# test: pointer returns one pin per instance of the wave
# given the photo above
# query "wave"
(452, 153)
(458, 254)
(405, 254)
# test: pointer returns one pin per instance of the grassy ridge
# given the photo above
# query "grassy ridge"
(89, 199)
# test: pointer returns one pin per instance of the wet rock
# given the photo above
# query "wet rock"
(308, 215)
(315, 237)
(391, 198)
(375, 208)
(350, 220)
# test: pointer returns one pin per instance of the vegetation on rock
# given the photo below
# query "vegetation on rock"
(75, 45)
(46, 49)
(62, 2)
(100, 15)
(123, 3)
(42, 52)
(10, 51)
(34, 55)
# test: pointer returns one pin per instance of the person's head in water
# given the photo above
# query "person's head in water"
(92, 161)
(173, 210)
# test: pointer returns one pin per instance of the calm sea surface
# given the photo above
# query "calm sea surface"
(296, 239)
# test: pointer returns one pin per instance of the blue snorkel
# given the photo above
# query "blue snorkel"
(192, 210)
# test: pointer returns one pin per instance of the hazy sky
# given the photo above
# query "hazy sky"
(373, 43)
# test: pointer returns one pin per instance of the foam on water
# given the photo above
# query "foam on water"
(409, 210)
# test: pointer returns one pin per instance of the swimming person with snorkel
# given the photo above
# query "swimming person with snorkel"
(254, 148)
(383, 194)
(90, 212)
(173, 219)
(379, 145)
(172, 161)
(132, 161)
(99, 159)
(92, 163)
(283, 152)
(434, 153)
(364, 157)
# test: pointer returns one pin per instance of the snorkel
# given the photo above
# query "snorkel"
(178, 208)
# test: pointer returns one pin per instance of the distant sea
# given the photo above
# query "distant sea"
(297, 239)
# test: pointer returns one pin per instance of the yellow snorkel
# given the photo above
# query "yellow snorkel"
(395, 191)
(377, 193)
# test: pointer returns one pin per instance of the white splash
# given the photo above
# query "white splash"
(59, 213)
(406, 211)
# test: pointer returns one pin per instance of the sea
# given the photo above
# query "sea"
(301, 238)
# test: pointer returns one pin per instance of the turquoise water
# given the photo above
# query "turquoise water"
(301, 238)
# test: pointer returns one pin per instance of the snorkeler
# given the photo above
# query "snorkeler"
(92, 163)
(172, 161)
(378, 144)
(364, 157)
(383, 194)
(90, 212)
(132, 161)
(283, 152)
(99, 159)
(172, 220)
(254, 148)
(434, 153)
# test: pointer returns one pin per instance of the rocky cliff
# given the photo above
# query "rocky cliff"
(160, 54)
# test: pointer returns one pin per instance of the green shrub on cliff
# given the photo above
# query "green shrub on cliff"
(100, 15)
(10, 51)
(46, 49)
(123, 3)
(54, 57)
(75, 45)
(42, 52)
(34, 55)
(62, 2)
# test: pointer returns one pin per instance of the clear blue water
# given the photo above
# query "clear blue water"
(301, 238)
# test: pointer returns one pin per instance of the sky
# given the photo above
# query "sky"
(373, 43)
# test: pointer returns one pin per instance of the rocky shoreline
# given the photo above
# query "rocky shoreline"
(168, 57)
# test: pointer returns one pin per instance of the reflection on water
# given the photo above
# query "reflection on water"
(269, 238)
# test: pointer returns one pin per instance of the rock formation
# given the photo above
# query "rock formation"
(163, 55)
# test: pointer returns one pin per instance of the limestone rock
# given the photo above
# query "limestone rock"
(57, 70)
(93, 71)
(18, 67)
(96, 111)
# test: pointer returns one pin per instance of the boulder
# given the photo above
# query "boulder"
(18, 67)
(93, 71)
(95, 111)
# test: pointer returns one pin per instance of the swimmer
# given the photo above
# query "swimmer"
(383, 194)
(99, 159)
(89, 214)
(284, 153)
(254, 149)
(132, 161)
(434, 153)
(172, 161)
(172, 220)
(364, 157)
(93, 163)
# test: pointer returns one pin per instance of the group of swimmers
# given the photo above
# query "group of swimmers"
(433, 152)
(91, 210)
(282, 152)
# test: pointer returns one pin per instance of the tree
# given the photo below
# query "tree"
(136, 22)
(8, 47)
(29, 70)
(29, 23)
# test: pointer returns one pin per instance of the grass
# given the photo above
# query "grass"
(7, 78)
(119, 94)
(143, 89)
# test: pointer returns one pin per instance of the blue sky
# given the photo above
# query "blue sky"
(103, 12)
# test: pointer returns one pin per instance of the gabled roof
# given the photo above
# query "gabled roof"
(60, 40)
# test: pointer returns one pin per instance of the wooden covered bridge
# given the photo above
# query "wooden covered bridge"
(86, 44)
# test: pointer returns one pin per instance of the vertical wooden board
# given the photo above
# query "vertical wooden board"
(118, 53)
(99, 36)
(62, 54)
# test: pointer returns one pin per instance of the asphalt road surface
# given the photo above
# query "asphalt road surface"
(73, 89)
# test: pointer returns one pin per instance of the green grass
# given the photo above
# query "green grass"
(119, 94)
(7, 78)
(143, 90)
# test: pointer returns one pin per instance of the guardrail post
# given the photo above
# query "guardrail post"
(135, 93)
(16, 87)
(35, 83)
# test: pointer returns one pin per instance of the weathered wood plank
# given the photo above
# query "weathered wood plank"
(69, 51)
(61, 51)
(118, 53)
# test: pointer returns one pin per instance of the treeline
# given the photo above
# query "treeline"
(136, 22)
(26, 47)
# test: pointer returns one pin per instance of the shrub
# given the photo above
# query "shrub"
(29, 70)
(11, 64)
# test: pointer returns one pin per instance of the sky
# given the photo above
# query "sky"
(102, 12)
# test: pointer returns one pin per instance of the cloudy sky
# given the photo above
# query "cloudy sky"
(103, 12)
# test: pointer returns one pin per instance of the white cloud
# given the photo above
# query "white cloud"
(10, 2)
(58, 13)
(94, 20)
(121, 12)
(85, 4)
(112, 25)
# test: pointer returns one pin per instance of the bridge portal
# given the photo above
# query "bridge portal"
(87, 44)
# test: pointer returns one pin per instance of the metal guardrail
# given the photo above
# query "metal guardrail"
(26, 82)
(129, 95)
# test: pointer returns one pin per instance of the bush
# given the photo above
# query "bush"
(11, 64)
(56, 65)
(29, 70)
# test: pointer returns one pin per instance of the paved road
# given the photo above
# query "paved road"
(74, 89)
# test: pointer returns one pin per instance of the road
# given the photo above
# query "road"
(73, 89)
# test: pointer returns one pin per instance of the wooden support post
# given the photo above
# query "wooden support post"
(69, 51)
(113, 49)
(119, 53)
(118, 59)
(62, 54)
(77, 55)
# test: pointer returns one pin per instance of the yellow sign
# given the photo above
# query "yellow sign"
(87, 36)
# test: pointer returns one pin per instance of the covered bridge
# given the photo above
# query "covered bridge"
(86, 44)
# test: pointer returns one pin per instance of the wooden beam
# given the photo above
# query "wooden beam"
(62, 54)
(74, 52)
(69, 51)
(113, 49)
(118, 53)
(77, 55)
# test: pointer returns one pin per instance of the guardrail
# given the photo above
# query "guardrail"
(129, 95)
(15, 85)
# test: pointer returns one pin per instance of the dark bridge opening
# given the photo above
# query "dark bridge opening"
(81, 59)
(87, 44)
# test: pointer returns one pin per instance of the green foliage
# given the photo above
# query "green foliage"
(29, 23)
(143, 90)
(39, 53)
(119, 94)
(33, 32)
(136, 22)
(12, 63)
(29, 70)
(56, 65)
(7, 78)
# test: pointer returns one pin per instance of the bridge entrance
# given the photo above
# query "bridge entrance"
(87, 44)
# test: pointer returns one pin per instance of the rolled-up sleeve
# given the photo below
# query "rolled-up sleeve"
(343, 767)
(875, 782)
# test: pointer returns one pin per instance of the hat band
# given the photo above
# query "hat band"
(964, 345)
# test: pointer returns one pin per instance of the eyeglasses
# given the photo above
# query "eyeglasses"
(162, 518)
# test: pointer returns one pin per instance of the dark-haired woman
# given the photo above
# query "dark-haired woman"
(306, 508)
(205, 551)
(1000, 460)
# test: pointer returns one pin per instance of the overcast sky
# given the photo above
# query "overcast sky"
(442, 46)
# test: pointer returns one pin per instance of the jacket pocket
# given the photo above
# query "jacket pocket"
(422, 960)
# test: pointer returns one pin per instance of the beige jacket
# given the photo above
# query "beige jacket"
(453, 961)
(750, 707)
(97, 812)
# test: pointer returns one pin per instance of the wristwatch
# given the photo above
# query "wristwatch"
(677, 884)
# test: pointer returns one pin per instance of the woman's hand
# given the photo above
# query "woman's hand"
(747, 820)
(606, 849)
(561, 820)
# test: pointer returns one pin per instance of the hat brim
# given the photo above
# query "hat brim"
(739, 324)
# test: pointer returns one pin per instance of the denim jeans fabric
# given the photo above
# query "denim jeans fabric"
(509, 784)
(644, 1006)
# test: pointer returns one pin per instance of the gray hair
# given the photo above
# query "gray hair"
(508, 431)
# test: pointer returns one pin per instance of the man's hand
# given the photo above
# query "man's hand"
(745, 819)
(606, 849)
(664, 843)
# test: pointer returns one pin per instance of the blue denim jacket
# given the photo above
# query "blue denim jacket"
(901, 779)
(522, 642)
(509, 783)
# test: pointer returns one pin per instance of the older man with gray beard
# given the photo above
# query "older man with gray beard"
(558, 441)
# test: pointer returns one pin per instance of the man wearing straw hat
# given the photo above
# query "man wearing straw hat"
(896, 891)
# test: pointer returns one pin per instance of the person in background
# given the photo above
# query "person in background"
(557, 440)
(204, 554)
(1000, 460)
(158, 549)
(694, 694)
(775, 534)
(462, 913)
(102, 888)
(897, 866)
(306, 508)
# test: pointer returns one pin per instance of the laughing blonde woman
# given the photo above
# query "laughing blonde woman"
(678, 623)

Goal of the exercise ->
Starting from the line containing "# test: pointer returns one pin per instance of the beige", repeat each line through the end of the entries, exactly.

Response to this task ->
# test: pointer returns one pin per instance of the beige jacket
# given the photo above
# query "beige jacket"
(453, 961)
(750, 707)
(97, 812)
# test: pointer returns one pin per instance of the wristwatch
# given the photo above
# query "wristwatch"
(677, 884)
# test: pointer returns one pin per instance of the woman's hand
# given the photo above
# query "woman's hand"
(747, 820)
(606, 849)
(561, 820)
# test: pointer returns one pin per instance of the hat brim
# given the photo above
# query "hat brim"
(739, 324)
# test: pointer returns one pin per instance of the denim jeans fabric
# given the photo above
# query "denim jeans fabric"
(509, 784)
(644, 1006)
# test: pointer returns one pin per instance of the gray hair
# given the photo above
# query "gray hair"
(508, 431)
# test: pointer returns one pin per instance of the man's hand
# given the photo above
# query "man's hand"
(745, 819)
(606, 849)
(664, 843)
# test: pointer returns one pin per instance of the blue denim jacket
# given the photo above
# query "blue denim jacket"
(901, 779)
(522, 642)
(509, 783)
# test: pointer returns one pin per instance of the older man with gray beard
# given the photo above
# query "older man with gray beard"
(558, 441)
# test: pointer returns one pin per instance of the man wearing straw hat
# given the photo above
# query "man wearing straw hat"
(896, 891)
# test: pointer returns one pin per instance of the person in background
# given the photo above
# query "person in background"
(557, 440)
(204, 554)
(1000, 460)
(158, 549)
(694, 694)
(775, 534)
(462, 913)
(102, 888)
(897, 866)
(306, 508)
# test: pointer returns one pin per instance of the laughing blonde woman
# given the photo above
# query "laughing blonde woman"
(678, 623)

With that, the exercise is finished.